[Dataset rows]
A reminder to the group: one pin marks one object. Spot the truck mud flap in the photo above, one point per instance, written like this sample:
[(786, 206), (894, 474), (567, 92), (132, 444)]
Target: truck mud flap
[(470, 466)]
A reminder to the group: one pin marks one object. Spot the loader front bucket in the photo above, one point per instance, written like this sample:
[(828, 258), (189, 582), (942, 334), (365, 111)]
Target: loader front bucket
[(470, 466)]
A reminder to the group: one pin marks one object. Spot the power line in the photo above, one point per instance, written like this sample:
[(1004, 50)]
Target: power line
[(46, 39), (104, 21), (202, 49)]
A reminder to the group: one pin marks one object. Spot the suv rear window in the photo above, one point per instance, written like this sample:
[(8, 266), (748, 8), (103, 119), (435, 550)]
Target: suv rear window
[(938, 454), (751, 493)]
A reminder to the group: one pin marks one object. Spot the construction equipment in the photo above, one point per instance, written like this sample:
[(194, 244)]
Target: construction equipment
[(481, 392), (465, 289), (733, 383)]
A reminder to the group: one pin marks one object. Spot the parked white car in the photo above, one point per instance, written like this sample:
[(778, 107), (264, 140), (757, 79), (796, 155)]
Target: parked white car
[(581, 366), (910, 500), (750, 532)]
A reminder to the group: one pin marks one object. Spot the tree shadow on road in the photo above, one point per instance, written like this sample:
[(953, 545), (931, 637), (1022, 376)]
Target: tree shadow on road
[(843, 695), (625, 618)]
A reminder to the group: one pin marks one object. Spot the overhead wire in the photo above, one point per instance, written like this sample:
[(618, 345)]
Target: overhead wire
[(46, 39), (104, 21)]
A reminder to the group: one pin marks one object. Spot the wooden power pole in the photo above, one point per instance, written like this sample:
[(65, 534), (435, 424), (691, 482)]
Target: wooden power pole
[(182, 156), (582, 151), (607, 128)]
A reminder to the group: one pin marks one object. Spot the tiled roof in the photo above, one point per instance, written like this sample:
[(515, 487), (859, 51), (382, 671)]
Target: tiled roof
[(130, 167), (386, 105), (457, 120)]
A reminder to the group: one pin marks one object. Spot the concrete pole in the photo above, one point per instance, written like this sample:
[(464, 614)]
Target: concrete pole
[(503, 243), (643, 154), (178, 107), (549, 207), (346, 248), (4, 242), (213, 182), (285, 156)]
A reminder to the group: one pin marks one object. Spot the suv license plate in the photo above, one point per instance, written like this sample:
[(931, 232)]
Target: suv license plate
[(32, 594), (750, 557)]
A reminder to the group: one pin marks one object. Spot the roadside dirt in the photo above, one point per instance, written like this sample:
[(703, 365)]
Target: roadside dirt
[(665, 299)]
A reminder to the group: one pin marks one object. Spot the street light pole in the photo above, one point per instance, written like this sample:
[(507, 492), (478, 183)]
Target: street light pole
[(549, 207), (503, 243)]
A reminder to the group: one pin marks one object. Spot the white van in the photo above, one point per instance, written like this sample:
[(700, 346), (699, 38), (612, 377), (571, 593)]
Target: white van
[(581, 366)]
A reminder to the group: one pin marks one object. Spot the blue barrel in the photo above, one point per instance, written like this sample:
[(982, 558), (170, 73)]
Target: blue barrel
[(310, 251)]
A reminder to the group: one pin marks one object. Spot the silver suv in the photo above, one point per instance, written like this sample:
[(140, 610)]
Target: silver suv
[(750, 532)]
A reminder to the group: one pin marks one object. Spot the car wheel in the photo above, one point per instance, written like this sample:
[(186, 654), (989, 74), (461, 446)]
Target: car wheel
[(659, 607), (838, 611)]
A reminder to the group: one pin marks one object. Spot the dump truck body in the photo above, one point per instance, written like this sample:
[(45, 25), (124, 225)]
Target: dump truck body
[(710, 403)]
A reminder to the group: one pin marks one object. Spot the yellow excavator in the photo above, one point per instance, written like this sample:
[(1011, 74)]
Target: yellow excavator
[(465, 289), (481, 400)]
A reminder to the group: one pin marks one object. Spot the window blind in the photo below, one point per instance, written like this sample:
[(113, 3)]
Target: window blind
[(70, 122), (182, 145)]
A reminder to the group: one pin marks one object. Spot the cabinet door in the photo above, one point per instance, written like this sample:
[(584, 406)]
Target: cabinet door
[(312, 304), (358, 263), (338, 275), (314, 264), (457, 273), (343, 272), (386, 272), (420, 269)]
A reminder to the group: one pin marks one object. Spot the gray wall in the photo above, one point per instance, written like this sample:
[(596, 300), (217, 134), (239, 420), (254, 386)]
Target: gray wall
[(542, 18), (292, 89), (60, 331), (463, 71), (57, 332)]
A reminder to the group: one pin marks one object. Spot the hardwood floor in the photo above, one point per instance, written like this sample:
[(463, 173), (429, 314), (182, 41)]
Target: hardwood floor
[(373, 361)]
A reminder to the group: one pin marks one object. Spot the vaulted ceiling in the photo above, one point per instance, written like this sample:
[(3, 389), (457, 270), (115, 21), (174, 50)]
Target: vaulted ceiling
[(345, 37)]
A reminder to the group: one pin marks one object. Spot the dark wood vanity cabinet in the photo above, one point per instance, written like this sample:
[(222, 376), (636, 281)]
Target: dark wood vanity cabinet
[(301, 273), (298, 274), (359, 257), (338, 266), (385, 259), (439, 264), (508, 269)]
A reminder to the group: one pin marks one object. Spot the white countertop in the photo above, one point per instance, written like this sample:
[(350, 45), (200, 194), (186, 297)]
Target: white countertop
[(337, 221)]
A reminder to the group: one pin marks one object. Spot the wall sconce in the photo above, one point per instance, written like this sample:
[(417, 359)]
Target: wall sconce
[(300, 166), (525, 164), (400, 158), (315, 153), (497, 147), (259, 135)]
...
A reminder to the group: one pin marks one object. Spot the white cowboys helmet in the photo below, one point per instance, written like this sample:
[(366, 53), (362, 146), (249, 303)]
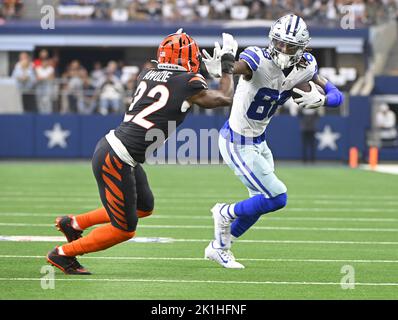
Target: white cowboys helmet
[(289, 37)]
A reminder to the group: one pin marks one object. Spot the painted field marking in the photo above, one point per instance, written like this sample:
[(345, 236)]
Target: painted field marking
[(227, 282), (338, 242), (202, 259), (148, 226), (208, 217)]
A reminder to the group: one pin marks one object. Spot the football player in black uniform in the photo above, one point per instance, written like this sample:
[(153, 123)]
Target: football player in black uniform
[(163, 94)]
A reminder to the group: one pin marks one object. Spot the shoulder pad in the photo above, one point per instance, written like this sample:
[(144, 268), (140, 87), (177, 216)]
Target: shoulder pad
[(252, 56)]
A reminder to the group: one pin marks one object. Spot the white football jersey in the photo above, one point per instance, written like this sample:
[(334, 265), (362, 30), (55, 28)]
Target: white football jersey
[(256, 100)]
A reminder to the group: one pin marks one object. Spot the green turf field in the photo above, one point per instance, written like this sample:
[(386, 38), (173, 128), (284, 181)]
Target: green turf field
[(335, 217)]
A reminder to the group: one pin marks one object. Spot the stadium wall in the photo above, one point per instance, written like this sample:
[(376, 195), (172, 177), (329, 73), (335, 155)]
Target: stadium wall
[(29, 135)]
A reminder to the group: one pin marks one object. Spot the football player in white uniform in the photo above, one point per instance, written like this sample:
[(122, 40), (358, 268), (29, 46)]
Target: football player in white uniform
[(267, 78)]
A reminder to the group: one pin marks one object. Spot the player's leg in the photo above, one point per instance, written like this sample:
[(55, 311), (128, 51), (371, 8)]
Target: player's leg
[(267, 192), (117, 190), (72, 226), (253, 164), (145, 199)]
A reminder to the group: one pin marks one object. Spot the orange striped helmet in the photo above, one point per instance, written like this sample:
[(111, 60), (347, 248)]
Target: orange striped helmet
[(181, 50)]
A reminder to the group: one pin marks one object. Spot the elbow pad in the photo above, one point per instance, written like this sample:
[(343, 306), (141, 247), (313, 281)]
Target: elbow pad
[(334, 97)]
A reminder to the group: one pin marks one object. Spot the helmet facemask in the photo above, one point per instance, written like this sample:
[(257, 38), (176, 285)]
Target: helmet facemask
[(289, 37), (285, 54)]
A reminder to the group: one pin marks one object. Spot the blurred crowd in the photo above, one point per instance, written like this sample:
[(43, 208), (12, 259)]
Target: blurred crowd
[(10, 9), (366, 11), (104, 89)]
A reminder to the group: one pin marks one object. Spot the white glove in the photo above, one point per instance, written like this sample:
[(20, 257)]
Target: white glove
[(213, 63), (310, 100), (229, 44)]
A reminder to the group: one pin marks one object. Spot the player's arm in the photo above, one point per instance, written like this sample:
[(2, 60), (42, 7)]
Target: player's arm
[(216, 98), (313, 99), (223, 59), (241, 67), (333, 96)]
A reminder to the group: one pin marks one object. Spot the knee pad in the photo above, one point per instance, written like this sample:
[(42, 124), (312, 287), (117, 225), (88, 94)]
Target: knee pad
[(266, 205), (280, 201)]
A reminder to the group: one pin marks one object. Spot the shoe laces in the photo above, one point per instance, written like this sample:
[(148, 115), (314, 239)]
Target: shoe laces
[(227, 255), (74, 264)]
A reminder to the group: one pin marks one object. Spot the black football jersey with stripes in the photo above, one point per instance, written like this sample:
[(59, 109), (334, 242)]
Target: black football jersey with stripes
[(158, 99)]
* * *
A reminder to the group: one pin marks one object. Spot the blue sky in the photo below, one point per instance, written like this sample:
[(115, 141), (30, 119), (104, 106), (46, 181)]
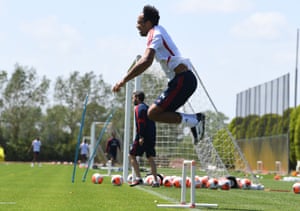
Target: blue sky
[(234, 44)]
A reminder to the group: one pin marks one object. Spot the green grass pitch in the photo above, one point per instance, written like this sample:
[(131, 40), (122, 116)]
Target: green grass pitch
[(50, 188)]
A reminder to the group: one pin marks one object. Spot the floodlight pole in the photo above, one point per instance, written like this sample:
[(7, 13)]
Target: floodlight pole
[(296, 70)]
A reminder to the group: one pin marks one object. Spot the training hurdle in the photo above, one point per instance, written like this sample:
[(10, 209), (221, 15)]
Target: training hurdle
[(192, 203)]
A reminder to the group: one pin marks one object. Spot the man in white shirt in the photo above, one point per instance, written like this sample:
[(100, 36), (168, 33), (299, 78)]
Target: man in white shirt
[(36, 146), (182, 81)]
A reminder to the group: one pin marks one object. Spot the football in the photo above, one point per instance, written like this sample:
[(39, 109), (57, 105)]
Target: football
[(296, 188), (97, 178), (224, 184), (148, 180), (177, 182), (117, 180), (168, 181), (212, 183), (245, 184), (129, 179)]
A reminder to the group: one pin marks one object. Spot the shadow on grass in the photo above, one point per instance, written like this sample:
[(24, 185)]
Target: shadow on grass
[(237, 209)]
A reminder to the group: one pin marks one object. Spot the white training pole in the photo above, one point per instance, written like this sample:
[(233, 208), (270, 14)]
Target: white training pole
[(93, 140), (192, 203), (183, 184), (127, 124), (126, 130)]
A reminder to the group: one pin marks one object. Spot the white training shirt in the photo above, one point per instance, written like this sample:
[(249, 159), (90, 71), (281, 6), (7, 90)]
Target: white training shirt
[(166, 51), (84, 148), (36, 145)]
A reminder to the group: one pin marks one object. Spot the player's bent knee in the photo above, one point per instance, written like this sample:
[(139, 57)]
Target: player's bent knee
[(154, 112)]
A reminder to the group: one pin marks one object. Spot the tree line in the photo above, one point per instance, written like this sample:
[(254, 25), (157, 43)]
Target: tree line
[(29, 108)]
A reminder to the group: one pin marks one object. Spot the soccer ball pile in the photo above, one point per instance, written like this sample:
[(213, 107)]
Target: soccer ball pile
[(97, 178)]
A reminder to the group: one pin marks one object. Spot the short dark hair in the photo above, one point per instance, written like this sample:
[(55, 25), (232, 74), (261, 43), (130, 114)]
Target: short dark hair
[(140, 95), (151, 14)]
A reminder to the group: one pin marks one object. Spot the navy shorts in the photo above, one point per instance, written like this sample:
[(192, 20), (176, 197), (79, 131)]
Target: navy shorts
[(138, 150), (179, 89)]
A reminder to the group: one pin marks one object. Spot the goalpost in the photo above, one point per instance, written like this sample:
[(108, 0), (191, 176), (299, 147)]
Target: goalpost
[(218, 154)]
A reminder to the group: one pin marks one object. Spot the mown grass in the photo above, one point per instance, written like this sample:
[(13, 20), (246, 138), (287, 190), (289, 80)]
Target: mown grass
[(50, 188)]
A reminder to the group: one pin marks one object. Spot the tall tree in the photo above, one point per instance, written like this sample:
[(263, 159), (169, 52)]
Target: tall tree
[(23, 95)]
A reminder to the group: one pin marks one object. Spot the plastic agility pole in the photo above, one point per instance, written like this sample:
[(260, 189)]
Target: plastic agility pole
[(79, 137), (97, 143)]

> EXERCISE DETAILS
Can you rewrite the material from the line with "Spot the truck" up to and including the line with "[(46, 39), (104, 21), (202, 49)]", swapping "sample" for "example" and leaving everything else unchanged?

> SOLUTION
A reminder to the group: one pin marks one object. Spot the truck mud flap in the photo above, one point per instance, written like this example:
[(786, 206), (894, 474), (567, 92), (132, 444)]
Target: truck mud flap
[(470, 466)]
A reminder to the group: one pin marks one object. Spot the loader front bucket in the photo above, one point per instance, written like this example:
[(828, 258), (189, 582), (942, 334), (365, 111)]
Target: loader front bucket
[(470, 466)]
A reminder to the group: one pin marks one object. Spot the power line in the photo above, one point per instance, written like this example:
[(1004, 50)]
Target: power line
[(46, 39), (104, 21), (202, 49)]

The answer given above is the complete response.